GIVEN INSTRUCTION
Arrange the lines of the records from the line with "[segment] black backpack strap" to the line with "122L102 125L102 136L101", both included, as a JSON list of strings with one string per line and blank lines left out.

DATASET EXCERPTS
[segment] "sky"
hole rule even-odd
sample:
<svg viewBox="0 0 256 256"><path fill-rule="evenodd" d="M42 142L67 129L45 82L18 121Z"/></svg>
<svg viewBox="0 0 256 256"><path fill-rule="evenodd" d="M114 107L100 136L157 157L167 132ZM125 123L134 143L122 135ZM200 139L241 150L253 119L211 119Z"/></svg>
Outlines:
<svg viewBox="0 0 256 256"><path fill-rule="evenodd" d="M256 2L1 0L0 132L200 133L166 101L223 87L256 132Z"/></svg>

---

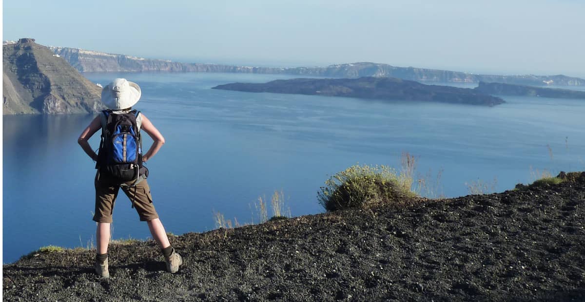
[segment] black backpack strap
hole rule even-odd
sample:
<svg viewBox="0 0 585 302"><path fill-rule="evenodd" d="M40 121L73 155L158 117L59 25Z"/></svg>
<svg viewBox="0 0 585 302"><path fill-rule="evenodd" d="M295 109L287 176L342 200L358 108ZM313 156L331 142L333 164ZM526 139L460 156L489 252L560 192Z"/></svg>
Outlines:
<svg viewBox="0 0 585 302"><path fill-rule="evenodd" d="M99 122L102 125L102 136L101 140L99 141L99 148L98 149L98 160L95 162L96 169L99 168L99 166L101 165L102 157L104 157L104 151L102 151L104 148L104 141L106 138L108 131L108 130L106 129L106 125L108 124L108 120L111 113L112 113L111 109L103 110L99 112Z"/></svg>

--

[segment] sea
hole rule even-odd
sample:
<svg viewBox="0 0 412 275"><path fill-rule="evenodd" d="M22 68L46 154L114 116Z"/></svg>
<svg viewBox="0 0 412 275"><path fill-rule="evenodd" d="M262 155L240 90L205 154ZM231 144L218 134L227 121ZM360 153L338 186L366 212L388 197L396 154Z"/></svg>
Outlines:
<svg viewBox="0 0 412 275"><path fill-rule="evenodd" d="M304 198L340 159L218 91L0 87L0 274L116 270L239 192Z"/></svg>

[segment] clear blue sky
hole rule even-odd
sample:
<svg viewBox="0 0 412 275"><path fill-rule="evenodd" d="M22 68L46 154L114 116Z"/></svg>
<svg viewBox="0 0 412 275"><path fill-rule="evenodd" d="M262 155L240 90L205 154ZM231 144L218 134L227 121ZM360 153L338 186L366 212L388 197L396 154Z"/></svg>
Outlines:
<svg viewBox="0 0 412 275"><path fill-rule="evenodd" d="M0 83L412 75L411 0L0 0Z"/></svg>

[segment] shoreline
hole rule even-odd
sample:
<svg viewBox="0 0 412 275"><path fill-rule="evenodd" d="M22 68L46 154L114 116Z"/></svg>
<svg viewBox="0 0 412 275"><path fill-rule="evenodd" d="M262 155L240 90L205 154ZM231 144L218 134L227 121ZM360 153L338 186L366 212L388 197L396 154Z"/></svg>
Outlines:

ANSWER
[
  "[segment] black backpack strap",
  "hole rule even-odd",
  "sample:",
  "<svg viewBox=\"0 0 585 302\"><path fill-rule=\"evenodd\" d=\"M40 121L73 155L158 117L59 25Z\"/></svg>",
  "<svg viewBox=\"0 0 585 302\"><path fill-rule=\"evenodd\" d=\"M295 109L287 176L342 200L358 108ZM313 156L331 142L333 164ZM526 139L460 156L489 252L560 192Z\"/></svg>",
  "Outlines:",
  "<svg viewBox=\"0 0 585 302\"><path fill-rule=\"evenodd\" d=\"M99 122L102 125L102 136L101 140L99 141L99 148L98 149L98 160L95 162L96 169L99 168L99 166L101 165L102 157L104 157L104 151L102 151L104 148L104 141L106 138L108 131L108 130L106 129L106 125L108 124L108 120L111 113L112 113L111 109L103 110L99 112Z\"/></svg>"
]